*** READING PASSAGE
A model's knowledge is frozen at training time. RAG gives it access to any document, database, or knowledge source at query time — by embedding documents into a vector store, retrieving the most relevant chunks when a question arrives, and injecting them into the prompt before generation.
Course: Moderate.
This lesson covers 5 concepts: The Problem RAG Solves, Step 1 — Chunk and Embed, Step 2 — Vector Store Search, Step 3 — Retrieve and Generate, When RAG Works — and Fails.
A base model cannot answer questions about your company's specific policies, recent events, or proprietary data — it was never trained on them. RAG gives it access to any document at query time.
Without RAG, every company deploying AI either fine-tunes on their data (expensive, slow) or accepts that the model cannot answer company-specific questions. RAG is the efficient middle path.
The model is like a brilliant consultant who knows everything about the world — but nothing about your specific company. RAG is like handing them your company handbook before each meeting.
"What is our refund policy?" — the base model cannot know this. It was never trained on your policy document. RAG retrieves it and injects it into the context before the model answers.
******
*** SUPPLIED DATA
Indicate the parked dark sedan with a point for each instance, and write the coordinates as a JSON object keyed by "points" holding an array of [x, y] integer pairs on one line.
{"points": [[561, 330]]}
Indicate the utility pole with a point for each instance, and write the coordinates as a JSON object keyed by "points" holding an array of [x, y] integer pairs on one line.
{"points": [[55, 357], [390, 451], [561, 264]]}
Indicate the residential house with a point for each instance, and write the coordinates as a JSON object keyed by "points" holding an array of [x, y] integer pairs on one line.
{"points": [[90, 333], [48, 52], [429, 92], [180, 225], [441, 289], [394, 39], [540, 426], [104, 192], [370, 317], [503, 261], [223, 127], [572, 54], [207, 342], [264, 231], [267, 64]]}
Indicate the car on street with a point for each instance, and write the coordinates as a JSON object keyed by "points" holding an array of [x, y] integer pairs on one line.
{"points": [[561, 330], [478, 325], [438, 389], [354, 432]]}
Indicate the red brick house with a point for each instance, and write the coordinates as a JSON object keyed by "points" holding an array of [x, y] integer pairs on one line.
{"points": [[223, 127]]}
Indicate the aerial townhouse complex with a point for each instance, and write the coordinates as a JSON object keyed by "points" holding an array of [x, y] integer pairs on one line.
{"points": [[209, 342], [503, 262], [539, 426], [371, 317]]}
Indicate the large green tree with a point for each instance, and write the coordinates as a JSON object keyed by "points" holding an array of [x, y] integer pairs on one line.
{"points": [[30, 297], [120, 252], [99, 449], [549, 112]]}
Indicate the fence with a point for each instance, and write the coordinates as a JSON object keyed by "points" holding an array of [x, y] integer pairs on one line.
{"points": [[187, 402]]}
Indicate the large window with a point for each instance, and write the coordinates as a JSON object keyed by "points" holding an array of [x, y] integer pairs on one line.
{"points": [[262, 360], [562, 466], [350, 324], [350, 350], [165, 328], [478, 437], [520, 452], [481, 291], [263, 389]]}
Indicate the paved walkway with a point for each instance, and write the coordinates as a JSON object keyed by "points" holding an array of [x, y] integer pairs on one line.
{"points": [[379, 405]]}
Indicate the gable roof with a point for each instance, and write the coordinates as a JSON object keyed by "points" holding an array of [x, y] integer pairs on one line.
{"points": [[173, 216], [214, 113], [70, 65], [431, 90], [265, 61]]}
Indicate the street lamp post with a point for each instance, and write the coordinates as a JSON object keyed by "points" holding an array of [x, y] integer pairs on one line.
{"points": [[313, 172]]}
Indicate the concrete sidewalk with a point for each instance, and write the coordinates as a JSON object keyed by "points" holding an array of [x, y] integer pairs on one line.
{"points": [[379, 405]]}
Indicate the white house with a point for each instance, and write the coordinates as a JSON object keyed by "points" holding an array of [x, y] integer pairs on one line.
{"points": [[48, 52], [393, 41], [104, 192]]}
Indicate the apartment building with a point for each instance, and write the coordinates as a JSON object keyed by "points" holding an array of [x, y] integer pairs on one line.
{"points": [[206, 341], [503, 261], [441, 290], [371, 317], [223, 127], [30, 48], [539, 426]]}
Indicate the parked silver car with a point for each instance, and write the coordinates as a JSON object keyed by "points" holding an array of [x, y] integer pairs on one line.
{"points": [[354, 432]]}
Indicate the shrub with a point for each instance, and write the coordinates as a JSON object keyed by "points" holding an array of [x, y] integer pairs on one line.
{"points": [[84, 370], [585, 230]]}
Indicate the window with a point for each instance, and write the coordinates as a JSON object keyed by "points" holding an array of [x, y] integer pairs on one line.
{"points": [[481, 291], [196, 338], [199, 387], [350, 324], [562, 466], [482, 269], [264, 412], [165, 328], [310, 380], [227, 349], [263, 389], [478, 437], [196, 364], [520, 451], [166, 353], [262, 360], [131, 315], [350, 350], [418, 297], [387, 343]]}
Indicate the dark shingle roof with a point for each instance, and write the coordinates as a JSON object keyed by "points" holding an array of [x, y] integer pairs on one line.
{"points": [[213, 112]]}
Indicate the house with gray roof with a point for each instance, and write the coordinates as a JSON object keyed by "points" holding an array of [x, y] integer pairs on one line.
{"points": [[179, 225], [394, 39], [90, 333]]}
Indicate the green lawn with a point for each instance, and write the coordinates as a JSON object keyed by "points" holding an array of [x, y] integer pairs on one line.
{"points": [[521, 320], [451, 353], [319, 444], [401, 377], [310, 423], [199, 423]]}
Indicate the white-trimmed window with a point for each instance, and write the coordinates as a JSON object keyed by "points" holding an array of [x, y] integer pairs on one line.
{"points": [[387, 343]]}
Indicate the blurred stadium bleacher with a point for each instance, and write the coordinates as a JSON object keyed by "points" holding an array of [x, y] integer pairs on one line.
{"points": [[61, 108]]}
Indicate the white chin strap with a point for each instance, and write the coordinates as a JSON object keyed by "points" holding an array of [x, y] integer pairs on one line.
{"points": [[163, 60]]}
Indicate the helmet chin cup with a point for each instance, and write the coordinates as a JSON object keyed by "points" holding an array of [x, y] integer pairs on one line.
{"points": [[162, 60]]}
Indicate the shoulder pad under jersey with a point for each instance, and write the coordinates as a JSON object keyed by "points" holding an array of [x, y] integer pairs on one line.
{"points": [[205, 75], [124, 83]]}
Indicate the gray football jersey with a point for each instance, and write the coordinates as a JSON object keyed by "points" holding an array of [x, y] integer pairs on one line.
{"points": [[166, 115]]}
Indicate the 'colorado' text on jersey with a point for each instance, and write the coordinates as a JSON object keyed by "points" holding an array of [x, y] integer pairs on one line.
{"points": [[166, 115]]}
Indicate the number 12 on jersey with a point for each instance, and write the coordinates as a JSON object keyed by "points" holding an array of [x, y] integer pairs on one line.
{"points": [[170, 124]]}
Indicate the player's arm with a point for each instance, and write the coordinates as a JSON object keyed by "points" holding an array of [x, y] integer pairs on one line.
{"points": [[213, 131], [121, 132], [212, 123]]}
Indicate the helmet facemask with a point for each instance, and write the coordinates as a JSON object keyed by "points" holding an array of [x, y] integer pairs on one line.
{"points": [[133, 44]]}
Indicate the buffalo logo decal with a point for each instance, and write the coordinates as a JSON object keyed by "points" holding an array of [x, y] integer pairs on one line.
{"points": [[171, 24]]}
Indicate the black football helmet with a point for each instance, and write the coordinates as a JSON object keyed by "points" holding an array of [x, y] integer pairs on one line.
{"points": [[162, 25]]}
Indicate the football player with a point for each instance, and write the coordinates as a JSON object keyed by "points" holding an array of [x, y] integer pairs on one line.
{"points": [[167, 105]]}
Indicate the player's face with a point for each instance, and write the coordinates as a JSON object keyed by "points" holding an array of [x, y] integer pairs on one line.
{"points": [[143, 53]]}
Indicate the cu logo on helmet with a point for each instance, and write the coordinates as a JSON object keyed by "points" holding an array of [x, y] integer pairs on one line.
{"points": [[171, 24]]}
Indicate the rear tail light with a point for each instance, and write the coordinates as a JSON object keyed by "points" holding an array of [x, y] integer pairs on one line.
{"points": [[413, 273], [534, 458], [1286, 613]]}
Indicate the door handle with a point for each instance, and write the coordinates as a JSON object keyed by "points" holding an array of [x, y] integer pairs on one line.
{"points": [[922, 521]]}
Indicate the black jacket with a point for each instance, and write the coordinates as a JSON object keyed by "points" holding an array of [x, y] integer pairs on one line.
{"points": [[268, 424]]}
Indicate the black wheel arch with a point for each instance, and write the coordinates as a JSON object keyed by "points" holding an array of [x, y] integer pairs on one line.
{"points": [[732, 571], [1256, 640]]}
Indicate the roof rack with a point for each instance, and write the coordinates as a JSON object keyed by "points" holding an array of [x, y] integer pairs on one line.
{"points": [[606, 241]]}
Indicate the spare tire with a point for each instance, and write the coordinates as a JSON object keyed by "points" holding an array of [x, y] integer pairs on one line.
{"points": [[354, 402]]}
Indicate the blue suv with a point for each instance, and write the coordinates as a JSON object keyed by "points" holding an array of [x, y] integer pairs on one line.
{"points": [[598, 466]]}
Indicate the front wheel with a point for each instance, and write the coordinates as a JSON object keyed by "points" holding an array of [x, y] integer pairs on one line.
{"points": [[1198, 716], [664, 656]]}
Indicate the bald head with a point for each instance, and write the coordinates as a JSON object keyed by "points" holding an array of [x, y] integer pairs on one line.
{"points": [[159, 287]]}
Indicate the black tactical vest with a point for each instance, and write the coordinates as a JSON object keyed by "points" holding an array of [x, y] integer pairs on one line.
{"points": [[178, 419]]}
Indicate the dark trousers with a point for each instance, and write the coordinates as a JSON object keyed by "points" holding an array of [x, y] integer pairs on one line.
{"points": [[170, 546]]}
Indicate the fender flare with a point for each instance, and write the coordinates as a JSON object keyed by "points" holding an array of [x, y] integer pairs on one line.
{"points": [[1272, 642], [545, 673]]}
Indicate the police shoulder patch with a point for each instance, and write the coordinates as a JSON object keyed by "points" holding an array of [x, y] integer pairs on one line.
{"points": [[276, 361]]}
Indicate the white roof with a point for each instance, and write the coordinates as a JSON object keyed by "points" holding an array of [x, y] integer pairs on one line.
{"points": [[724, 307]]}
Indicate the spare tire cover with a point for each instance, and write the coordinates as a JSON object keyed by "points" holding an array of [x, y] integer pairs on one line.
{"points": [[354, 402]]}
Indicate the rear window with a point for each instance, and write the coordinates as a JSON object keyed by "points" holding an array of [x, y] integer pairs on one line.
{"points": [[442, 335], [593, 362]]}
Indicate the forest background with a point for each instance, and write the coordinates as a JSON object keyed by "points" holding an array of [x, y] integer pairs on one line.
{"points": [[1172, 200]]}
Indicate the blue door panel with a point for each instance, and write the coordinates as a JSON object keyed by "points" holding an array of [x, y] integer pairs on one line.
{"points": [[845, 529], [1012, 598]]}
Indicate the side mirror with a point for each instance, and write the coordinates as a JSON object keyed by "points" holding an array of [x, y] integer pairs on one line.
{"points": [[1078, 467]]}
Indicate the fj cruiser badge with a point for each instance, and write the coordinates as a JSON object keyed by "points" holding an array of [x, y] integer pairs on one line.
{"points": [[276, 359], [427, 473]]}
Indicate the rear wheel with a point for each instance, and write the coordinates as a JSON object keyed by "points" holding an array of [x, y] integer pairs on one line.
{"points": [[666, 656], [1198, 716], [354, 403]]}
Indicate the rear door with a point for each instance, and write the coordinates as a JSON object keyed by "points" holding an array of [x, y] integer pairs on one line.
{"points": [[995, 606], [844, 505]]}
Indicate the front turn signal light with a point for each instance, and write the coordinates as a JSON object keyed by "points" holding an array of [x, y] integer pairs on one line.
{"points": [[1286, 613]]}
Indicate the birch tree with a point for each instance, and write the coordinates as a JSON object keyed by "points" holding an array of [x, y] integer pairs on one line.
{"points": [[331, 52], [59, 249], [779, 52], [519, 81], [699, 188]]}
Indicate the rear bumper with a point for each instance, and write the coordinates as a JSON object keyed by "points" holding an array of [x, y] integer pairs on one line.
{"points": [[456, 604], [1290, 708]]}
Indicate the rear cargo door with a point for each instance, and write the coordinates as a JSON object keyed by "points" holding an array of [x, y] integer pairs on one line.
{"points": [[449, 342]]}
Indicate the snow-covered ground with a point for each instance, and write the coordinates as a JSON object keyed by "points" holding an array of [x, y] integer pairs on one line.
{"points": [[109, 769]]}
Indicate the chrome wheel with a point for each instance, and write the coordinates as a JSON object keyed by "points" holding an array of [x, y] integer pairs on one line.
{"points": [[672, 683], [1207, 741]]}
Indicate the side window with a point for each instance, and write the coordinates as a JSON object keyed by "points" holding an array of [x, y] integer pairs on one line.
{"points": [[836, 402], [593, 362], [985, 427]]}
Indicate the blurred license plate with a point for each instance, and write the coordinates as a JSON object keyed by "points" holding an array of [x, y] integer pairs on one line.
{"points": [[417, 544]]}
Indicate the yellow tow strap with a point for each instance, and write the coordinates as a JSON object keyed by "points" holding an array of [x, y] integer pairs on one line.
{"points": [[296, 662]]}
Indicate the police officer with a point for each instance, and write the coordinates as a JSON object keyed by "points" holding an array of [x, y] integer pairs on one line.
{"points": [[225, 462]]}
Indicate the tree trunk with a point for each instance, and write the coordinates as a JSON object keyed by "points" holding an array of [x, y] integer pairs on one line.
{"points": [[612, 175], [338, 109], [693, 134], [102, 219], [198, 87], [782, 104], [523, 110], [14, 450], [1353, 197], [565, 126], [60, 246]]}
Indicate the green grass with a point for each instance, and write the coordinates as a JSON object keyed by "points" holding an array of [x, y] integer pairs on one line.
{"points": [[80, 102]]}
******
- _TASKS TO PERFORM_
**a)** Transcribe the section of the RAG lesson from "Course: Moderate." up to and including "at query time.".
**b)** Write the next part of the RAG lesson, picking up right after its last sentence.

- _PER-TASK ANSWERS_
**a)**
Course: Moderate.
This lesson covers 5 concepts: The Problem RAG Solves, Step 1 — Chunk and Embed, Step 2 — Vector Store Search, Step 3 — Retrieve and Generate, When RAG Works — and Fails.
A base model cannot answer questions about your company's specific policies, recent events, or proprietary data — it was never trained on them. RAG gives it access to any document at query time.

**b)**
Documents are split into overlapping chunks (~500 tokens each), then each chunk is converted into an embedding vector. These vectors are stored in a vector database indexed for fast similarity search.
Chunk size is a critical hyperparameter: too small loses context; too large dilutes the semantic signal. Overlap between chunks prevents information loss at boundaries.
Like creating an index for a book — split it into topics, give each topic a location code, and store the codes in an index. When you need something, look up the code and go straight to the right page.
A 50-page product manual: split into ~200 chunks of 500 tokens each with 50-token overlap → embed each chunk → store 200 vectors. At query time: embed the question → find the 3 closest vectors → retrieve those 3 chunks.
The question is embedded into a vector, then the vector store finds the chunks with the highest cosine similarity. "Refund policy: digital products, 14 days" scores 0.94 — clearly the right chunk.
The top-k retrieved chunks are what get injected into the prompt. The model never sees the full document — only the most relevant pieces.
Like a library search that understands meaning, not just keywords. "Refund policy for digital products" finds "Digital products may be refunded within 14 days" — even without identical words.
Query: "refund digital products" → embed → search → top result: "Refund policy: digital products, 14 days" (0.94). Privacy policy scores 0.09 — correctly excluded. Only relevant content reaches the model.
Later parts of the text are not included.